[REQUIRED TASKS]:
(1) In the post about O.J. Simpson's arrest, why did Simpson and his cohorts take the collectibles from the Palace Station hotel room?
(2) What charges was Walter Alexander arrested on, according to the post about O.J. Simpson's arrest?

[SELECTED PASSAGE]:

_ _ _ _ _ _ _

# OJ Simpson charged with armed robbery



## R y a n (Apr 4, 2005)

Ex-football star charged with armed robbery of memorabilia dealer

SEPTEMBER 16--Here's the mug shot O.J. Simpson posed for today following his arrest for the alleged armed robbery of a memorabilia dealer in a Las Vegas hotel room.










Simpson, 60, was booked into the Clark County Detention Center after he was taken into custody this morning by Las Vegas Metropolitan Police Department officers. According to investigators, Simpson and several cohorts burst into a room at the Palace Station hotel Thursday evening and confiscated collectibles that Simpson claims were stolen from him (the items were being offered for sale by a dealer with whom Simpson has had prior business dealings).

Simpson, who is facing six felony charges, is the second person arrested for the alleged memorabilia heist. Walter Alexander, a 46-year-old Arizona man, was nabbed last night on armed robbery, assault with a deadly weapon, and conspiracy raps. Two firearms were seized during search warrants executed following the arrest of Alexander, whose booking photo can be found here.

The weapons, cops contend, were the ones used during the hotel heist. Simpson last posed for a mug shot in June 1994 after he was arrested for killing his ex-wife and her male companion. A Los Angeles jury later acquitted him of murder charges.

http://www.thesmokinggun.com/archive/ye ... 71oj1.html

And to think... OJ Simpson says coverage of recent robbery incident being overblown, and the media is just taking a stab in the dark 

Ryan


----------

_ _ _ _ _ _ _

Rows from a dataset:
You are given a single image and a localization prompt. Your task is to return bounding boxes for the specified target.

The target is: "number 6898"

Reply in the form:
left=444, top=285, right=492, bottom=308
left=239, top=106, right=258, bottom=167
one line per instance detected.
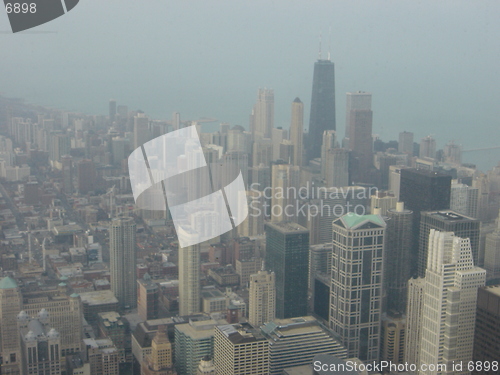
left=5, top=3, right=36, bottom=14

_ _ _ _ _ _ _

[OUTPUTS IN ORDER]:
(1) Simpson claims the collectibles had been stolen from him. A dealer with whom Simpson had prior business dealings was offering them for sale.

(2)
- Armed robbery
- Assault with a deadly weapon
- Conspiracy